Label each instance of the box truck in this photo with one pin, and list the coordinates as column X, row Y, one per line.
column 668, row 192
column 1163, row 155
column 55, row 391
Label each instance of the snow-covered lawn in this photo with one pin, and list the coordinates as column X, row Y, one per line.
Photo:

[What is needed] Every line from the one containing "Label each instance of the snow-covered" to the close of the records must be reproduced exactly. Include both ends and nothing more.

[Solution to this exercise]
Label each instance of the snow-covered lawn in this photo with one pin, and list the coordinates as column X, row Y, one per line.
Photo:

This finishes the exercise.